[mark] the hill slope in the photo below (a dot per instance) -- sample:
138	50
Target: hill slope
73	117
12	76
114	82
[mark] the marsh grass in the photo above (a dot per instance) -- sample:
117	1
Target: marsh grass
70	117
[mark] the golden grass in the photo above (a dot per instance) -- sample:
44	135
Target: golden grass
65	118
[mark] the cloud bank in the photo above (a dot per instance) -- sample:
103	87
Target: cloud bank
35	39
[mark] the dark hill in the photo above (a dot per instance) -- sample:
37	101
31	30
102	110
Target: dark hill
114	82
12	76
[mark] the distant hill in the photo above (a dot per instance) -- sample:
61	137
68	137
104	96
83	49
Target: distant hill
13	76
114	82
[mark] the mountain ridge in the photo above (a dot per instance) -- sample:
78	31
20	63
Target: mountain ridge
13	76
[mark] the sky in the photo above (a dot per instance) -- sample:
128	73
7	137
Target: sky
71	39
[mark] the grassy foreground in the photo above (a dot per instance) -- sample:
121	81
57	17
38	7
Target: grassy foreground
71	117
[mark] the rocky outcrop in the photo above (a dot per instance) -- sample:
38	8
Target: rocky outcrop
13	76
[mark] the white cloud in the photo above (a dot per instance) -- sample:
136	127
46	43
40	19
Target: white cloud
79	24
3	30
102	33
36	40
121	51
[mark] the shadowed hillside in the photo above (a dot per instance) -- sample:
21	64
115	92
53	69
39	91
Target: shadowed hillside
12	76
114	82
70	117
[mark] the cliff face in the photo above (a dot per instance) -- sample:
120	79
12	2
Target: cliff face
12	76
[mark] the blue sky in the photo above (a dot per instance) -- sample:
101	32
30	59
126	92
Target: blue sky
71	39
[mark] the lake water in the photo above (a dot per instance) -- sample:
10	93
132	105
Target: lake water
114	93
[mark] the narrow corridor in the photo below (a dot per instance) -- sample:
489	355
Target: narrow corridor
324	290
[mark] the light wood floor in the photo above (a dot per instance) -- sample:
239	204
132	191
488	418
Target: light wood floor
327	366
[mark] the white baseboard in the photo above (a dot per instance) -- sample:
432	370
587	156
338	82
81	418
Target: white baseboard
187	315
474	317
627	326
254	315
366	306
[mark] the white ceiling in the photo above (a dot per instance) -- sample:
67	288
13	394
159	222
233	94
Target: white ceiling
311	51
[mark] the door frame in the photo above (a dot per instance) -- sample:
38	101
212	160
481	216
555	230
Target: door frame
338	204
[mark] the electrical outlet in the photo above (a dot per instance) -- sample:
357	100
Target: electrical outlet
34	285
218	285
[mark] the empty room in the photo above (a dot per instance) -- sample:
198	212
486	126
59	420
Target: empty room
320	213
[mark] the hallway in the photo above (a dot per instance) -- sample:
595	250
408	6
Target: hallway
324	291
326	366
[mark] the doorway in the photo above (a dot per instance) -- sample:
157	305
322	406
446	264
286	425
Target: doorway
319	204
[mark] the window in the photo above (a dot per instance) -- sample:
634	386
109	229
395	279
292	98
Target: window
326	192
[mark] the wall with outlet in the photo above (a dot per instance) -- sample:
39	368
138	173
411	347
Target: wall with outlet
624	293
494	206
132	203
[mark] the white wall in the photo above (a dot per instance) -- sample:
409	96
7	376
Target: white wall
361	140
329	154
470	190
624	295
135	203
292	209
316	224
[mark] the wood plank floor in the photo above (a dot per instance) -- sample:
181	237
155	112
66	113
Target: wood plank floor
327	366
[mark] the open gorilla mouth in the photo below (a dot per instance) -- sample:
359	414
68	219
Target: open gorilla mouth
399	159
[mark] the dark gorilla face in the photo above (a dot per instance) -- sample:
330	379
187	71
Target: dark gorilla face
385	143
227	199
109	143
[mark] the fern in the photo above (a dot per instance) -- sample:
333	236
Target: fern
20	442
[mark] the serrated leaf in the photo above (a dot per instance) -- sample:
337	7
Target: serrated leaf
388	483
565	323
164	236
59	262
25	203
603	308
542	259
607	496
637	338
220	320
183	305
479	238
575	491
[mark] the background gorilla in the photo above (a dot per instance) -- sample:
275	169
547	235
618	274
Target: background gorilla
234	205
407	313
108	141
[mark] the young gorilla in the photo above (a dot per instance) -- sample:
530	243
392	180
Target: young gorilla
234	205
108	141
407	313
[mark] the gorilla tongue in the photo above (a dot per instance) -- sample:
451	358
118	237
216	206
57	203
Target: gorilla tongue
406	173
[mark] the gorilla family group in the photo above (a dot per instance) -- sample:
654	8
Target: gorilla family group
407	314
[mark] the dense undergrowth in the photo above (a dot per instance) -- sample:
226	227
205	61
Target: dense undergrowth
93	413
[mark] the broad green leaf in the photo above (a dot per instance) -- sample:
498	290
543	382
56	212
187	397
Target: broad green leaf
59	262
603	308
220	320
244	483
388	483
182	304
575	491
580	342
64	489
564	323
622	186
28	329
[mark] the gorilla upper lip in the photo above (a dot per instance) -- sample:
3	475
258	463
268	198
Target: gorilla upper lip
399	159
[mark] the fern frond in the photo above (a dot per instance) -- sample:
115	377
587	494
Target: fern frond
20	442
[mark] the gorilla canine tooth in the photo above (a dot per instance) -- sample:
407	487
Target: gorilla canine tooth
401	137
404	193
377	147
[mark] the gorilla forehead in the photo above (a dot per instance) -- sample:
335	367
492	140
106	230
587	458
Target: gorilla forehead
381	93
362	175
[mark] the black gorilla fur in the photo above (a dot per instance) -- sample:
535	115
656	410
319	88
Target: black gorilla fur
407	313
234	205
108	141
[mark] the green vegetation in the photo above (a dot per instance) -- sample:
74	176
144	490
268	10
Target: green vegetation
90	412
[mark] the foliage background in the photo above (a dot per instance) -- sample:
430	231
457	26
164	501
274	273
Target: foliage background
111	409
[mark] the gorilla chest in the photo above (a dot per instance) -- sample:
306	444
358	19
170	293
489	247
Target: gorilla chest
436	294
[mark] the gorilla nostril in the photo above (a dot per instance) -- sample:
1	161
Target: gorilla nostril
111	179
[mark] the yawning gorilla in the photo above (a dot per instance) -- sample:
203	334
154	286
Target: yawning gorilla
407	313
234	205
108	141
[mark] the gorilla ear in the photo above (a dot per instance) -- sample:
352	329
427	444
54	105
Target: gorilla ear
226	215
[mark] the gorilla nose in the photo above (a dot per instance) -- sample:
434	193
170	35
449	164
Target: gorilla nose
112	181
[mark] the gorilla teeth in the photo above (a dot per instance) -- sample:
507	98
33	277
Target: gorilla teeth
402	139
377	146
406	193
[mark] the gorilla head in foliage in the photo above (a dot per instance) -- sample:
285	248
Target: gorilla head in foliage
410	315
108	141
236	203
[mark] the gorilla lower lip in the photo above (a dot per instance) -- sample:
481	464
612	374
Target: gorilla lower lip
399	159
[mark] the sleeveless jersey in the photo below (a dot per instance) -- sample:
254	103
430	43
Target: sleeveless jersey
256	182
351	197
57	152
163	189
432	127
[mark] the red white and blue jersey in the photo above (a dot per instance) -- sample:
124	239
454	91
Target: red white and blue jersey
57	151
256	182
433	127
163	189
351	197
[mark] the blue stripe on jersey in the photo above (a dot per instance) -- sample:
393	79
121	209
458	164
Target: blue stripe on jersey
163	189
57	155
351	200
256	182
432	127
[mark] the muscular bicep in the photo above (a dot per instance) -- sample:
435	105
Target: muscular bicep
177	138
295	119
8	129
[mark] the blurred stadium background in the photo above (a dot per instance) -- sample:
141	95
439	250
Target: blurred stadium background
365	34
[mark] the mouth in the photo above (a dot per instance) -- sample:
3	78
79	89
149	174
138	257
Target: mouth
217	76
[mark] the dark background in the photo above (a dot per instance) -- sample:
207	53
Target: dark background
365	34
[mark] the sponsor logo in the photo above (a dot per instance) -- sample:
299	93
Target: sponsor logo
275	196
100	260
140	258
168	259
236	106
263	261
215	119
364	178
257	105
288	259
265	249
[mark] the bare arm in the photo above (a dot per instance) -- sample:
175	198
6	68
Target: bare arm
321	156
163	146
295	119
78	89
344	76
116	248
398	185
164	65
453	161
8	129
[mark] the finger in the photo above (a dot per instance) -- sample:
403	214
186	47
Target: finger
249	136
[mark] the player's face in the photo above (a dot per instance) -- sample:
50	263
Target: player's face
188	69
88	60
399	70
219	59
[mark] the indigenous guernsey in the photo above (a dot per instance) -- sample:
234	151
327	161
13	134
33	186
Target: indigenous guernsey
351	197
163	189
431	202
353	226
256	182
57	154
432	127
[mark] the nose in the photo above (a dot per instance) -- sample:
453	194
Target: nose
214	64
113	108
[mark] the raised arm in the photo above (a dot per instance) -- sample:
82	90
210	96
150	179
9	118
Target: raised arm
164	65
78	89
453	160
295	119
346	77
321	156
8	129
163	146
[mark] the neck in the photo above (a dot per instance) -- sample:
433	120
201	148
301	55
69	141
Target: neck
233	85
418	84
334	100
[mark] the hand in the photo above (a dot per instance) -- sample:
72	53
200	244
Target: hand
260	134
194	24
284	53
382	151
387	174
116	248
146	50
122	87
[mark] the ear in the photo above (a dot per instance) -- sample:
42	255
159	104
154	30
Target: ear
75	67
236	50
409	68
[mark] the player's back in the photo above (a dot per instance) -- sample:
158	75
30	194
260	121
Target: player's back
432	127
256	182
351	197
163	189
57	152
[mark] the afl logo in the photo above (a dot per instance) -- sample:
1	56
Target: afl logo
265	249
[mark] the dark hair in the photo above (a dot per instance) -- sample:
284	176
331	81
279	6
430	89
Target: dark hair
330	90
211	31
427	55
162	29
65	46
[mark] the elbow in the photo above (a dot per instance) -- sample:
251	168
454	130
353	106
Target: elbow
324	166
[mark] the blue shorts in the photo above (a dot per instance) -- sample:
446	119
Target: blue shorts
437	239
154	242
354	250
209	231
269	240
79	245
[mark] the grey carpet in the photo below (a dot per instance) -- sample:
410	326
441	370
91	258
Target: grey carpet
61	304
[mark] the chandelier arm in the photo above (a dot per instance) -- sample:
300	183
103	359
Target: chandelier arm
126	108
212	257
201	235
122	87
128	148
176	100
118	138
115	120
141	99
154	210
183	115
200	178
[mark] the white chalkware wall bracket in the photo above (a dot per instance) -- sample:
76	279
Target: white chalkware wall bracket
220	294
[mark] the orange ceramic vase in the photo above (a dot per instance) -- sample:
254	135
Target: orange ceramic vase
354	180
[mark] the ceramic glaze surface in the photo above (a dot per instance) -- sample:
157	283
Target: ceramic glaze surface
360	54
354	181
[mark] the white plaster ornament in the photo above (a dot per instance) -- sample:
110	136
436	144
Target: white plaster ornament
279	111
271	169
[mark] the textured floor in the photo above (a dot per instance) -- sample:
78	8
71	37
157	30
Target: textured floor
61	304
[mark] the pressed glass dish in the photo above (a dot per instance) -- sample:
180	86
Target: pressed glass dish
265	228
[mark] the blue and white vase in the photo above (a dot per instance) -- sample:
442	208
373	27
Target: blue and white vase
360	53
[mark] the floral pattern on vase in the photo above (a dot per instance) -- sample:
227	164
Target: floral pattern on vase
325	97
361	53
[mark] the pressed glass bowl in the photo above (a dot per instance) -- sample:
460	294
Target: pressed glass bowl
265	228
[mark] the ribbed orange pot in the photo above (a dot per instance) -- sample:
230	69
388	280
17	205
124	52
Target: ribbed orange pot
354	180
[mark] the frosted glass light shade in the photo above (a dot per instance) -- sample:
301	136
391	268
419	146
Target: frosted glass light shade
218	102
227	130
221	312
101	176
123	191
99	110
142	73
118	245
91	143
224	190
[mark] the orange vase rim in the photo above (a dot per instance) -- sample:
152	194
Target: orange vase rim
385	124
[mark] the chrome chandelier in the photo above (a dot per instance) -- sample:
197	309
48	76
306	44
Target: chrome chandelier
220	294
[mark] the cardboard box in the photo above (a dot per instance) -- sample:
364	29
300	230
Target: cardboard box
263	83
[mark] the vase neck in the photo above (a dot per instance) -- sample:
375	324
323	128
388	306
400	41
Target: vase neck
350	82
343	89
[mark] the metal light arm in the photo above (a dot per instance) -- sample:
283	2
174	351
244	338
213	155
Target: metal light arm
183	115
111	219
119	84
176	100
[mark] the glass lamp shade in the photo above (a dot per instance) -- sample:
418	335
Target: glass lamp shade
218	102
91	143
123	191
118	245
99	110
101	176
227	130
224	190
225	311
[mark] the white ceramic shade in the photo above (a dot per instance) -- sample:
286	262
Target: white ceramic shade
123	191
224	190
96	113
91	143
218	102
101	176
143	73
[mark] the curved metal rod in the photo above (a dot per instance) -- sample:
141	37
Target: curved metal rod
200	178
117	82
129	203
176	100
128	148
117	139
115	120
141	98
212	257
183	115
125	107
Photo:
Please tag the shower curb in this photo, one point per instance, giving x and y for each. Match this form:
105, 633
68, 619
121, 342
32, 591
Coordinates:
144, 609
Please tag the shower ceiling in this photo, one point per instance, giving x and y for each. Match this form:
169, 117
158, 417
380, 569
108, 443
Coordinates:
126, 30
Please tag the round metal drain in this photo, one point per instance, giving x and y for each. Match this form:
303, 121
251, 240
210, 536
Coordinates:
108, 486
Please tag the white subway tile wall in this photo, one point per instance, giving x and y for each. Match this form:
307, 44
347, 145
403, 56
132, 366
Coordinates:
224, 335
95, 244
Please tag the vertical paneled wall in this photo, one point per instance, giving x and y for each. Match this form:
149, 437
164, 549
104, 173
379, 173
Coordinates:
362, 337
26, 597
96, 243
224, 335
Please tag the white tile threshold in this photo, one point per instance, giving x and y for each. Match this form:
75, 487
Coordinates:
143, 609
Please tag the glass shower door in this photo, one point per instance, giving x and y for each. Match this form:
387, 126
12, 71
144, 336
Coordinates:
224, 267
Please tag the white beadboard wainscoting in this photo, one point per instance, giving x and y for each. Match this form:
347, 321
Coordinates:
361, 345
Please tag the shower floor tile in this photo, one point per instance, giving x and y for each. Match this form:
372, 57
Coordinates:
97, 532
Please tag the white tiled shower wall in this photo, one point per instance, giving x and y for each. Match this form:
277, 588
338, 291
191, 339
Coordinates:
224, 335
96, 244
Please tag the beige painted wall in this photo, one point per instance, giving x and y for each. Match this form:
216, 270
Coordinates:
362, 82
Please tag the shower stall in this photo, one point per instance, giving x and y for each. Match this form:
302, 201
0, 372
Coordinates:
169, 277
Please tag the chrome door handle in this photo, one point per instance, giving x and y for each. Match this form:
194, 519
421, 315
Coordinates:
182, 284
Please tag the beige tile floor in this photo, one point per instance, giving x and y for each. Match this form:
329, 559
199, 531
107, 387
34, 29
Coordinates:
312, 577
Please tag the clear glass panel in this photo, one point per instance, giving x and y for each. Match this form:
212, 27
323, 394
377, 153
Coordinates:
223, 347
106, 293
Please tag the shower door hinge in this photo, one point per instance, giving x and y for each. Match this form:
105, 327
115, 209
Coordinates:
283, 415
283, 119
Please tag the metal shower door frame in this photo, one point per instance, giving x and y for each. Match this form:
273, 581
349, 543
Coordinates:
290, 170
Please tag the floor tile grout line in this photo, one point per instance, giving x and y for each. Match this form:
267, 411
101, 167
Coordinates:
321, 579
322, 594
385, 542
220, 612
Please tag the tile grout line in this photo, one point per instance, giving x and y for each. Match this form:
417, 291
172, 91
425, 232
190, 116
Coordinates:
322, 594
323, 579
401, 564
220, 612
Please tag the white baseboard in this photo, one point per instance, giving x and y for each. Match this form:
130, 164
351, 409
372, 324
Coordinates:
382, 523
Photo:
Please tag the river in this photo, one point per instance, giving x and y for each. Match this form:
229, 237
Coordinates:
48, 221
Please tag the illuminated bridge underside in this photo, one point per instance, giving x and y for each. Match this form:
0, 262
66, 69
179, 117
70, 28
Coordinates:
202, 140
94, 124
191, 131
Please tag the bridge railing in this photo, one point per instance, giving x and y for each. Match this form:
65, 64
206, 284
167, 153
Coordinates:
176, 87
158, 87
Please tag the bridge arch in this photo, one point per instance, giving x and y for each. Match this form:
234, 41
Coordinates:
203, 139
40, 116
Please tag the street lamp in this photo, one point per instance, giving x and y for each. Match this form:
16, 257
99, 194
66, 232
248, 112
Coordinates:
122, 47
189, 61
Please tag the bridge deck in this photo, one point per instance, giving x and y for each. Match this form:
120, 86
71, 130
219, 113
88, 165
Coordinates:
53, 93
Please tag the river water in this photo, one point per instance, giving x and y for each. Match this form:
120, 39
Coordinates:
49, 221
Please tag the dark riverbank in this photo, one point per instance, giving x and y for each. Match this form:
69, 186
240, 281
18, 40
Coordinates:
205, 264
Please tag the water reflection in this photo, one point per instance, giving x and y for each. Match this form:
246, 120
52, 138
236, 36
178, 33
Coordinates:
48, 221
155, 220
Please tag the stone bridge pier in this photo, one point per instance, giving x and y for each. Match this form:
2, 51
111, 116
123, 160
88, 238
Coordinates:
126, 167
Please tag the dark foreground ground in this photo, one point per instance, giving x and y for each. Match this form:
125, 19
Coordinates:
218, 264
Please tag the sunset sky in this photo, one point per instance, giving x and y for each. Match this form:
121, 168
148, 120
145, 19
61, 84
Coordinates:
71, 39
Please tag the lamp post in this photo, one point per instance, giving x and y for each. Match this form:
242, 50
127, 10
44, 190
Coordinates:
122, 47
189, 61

# # # # # # #

Recopiez tel quel le passage des enregistrements ci-dessus qui va de la ligne contenant « Please tag the stone » jusqu'à la toute dernière ligne, ces deux lignes comprises.

- _Résultat_:
Please tag the stone bridge pier in this photo, one point per instance, giving x and y for each. Match this form:
2, 51
111, 116
123, 160
88, 238
Coordinates:
126, 167
Please tag the dark foreground ground in this photo, one point per instance, giving x and y for each. Match this form:
125, 19
Coordinates:
218, 264
Please tag the sunset sky in this photo, one point per instance, giving x and y for each. Match this form:
121, 168
148, 120
145, 19
61, 84
Coordinates:
71, 39
Please tag the lamp post in this photo, one point per instance, giving x and y for each. Match this form:
242, 50
127, 10
44, 190
Coordinates:
122, 47
189, 61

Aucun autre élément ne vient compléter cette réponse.